[Exercise text]
# # # #
Getting To The Heart Of Healthy Habits

There is a saying that it is better to die than to fall ill. Exaggerated as it sounds, it reflects the costs and suffering from poor health that people would prefer to avoid. Yet most Singaporeans are still not taking steps to ensure they stay healthy. The Challenge team finds out what’s being done to spur more Singaporeans to develop healthier habits.

Every day around 4pm, Dr Adrian Wang, a psychiatrist, reaches for a Kit Kat in the office fridge. He knows it means excess calories but he finds it hard to resist snacking.

The power of habit is hard to counter, especially when the mind is able to persuade so well. Dr Wang says resignedly: “We tell ourselves: It’s been a long day; we’re stressed. We deserve that Kit Kat.”

According to research, what we do is often dictated by habit. This means we rarely act as a result of conscious decisions, but rely mostly on set routines.

Reaching for that Kit Kat, sipping on Coke or taking the escalator instead of the stairs are all force of habit we seldom question.

New York Times writer Charles Duhigg’s book The Power of Habit explains why we do things in certain ways and how we can change that.
# # # #
[Task item] Summarize the piece on healthy habits in two sentences.

[Entries provided]
# # # #
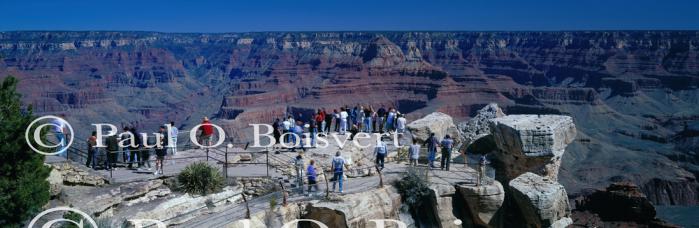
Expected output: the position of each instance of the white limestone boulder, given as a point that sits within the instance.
(541, 201)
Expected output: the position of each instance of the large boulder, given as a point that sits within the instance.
(483, 202)
(541, 201)
(622, 201)
(439, 123)
(478, 127)
(355, 210)
(531, 143)
(100, 200)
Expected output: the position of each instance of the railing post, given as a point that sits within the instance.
(267, 163)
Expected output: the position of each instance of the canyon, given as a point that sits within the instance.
(633, 95)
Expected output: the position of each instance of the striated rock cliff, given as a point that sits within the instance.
(620, 204)
(531, 143)
(632, 93)
(542, 201)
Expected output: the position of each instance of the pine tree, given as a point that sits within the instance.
(23, 185)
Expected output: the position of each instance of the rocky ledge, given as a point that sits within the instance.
(620, 204)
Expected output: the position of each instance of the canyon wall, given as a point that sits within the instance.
(632, 94)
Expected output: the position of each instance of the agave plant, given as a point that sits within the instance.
(201, 178)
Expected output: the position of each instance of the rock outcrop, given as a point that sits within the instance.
(355, 210)
(483, 202)
(478, 126)
(531, 143)
(542, 201)
(438, 123)
(620, 204)
(609, 81)
(67, 173)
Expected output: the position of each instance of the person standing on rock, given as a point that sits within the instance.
(380, 150)
(320, 122)
(447, 144)
(367, 120)
(313, 129)
(59, 127)
(343, 121)
(286, 126)
(143, 153)
(338, 164)
(432, 144)
(161, 151)
(173, 136)
(92, 151)
(482, 164)
(391, 120)
(298, 164)
(336, 114)
(353, 131)
(400, 124)
(414, 153)
(328, 122)
(207, 131)
(381, 118)
(312, 177)
(112, 150)
(127, 153)
(277, 127)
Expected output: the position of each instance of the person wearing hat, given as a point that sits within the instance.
(207, 131)
(298, 164)
(447, 144)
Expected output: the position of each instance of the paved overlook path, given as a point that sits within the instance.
(232, 213)
(361, 159)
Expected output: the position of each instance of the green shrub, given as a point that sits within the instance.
(413, 188)
(201, 178)
(23, 186)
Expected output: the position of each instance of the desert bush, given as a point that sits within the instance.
(201, 178)
(413, 188)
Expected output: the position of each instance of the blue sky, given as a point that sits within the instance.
(329, 15)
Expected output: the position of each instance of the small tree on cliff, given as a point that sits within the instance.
(22, 171)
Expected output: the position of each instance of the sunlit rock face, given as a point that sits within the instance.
(542, 201)
(632, 93)
(438, 123)
(531, 143)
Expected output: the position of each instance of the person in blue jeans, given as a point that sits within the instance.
(337, 167)
(380, 151)
(58, 128)
(432, 144)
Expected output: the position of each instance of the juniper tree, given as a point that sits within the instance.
(23, 185)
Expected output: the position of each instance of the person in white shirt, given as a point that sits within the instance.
(286, 125)
(414, 153)
(400, 123)
(343, 121)
(173, 135)
(59, 126)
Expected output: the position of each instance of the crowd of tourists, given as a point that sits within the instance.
(344, 120)
(136, 149)
(341, 121)
(321, 123)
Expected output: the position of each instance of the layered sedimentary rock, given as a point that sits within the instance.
(438, 123)
(357, 209)
(632, 93)
(483, 203)
(478, 126)
(531, 143)
(620, 204)
(542, 201)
# # # #
[Task solution] Although poor health brings costs and suffering that people would rather avoid, most Singaporeans are still not taking steps to stay healthy, and the Challenge team looks at what is being done to spur more of them to develop healthier habits. According to research, much of what we do, such as psychiatrist Dr Adrian Wang's daily 4pm reach for a Kit Kat, is dictated by set routines rather than conscious decisions, and Charles Duhigg's book The Power of Habit explains why we act this way and how we can change that.